* [WRITTEN REQUEST]
Copy out every line of the records below word for word, leaving out the pictures.

* [DATA FOR THIS TASK]
==============================

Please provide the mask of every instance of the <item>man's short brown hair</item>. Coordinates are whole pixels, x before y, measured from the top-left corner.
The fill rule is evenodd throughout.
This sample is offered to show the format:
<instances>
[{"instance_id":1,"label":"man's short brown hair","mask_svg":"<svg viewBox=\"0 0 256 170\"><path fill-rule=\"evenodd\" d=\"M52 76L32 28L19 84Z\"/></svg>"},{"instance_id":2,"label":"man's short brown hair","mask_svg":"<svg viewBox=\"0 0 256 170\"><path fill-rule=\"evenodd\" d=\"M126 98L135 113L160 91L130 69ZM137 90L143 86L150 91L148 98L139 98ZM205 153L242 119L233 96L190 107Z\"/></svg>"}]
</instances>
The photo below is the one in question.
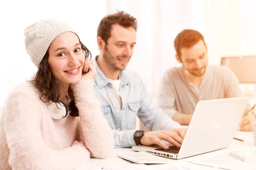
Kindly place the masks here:
<instances>
[{"instance_id":1,"label":"man's short brown hair","mask_svg":"<svg viewBox=\"0 0 256 170\"><path fill-rule=\"evenodd\" d=\"M182 48L189 48L194 45L200 40L205 44L203 35L197 31L185 29L177 35L174 40L174 47L177 55L180 57Z\"/></svg>"},{"instance_id":2,"label":"man's short brown hair","mask_svg":"<svg viewBox=\"0 0 256 170\"><path fill-rule=\"evenodd\" d=\"M100 21L97 31L97 37L100 37L106 44L111 37L112 26L117 24L125 28L131 27L137 30L137 20L123 11L107 15Z\"/></svg>"}]
</instances>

==============================

* [FINISHED EXERCISE]
Please provide the mask of every instance of the <item>man's short brown hair</item>. Coordinates are whole pixels, x before y, measured from the top-left corner.
The fill rule is evenodd throughout.
This sample is offered to show the format:
<instances>
[{"instance_id":1,"label":"man's short brown hair","mask_svg":"<svg viewBox=\"0 0 256 170\"><path fill-rule=\"evenodd\" d=\"M52 76L32 28L19 84Z\"/></svg>"},{"instance_id":2,"label":"man's short brown hair","mask_svg":"<svg viewBox=\"0 0 256 170\"><path fill-rule=\"evenodd\" d=\"M126 98L135 113L160 91L130 69ZM137 90L143 86L150 91L148 98L139 98ZM205 153L242 119L233 96L190 107Z\"/></svg>"}]
</instances>
The photo below is the one in question.
Kindly place the masks here:
<instances>
[{"instance_id":1,"label":"man's short brown hair","mask_svg":"<svg viewBox=\"0 0 256 170\"><path fill-rule=\"evenodd\" d=\"M182 48L189 48L194 45L200 40L205 44L203 35L197 31L185 29L177 35L174 40L174 47L177 55L180 57Z\"/></svg>"},{"instance_id":2,"label":"man's short brown hair","mask_svg":"<svg viewBox=\"0 0 256 170\"><path fill-rule=\"evenodd\" d=\"M100 21L97 31L97 37L100 37L106 44L111 37L112 26L117 24L125 28L131 27L137 30L137 20L123 11L107 15Z\"/></svg>"}]
</instances>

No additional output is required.